GIVEN TASK A.
Which sentences in the statement on violence in Maryland below begin with the word "I"? Give each one in full.

SELECTED EXCERPT.
══════════

As one who has taken an oath to uphold the Constitution and laws
of this State I certainly do not intend to countenance or reward those
who would defy them.

Violence, such as we have witnessed in Maryland in recent days,
produces it own tragic answer. The innocent have suffered irreparable
loss and no wrong has been corrected.

There are peaceful, constructive means available to us if we join
together to pursue them. But in beginning such an effort we must
reaffirm our allegiance to only lawful means and reassert our support
of only lawful control and command. This, I believe, is the hope —
and the determination — of the overwhelming majority of Maryland's
citizens, black and white. I hope that leaders of the Negro community
that I met with are willing to dedicate themselves to such an ex-
clusively lawful effort. I hope that others will come forward, who
have and can share that dedication with me. I will work with them.

Finally, I hold no rancor from the criticism and invective heaped
upon me. The moment has come to move ahead. We cannot afford
the luxury of idle debate. Present problems are too many and too
complex. We must press for progress. Therefore, I do not intend to
enter into further futile controversy by continuing to comment on
this subject.

══════════

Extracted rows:
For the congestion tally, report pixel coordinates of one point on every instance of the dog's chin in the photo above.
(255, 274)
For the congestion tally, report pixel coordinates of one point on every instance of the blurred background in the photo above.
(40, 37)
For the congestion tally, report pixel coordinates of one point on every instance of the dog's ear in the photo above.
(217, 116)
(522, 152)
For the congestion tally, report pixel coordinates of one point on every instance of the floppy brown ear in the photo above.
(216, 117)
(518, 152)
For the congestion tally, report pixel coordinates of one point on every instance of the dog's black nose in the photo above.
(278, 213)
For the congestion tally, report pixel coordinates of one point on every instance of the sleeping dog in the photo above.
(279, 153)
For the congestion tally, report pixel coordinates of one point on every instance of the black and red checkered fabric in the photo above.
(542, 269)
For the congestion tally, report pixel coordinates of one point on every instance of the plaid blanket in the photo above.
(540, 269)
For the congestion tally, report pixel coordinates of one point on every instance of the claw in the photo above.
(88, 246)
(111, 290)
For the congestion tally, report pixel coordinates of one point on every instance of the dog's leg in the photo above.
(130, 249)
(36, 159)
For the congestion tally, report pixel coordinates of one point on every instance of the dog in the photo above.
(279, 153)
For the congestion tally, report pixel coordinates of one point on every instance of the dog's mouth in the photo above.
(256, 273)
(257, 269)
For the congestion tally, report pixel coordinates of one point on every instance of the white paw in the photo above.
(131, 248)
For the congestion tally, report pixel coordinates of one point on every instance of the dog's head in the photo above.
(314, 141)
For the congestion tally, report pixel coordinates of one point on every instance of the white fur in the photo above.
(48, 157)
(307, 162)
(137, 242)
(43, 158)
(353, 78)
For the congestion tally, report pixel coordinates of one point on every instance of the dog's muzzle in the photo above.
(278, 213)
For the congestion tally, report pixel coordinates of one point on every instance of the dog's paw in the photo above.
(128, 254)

══════════

GIVEN TASK B.
Can you pull out every row above that contains the word "black"? Case counts.

PROBLEM SOLUTION A.
I hope that leaders of the Negro community that I met with are willing to dedicate themselves to such an exclusively lawful effort.
I hope that others will come forward, who have and can share that dedication with me.
I will work with them.

PROBLEM SOLUTION B.
For the congestion tally, report pixel coordinates of one point on every instance of the dog's black nose in the photo above.
For the congestion tally, report pixel coordinates of one point on every instance of the black and red checkered fabric in the photo above.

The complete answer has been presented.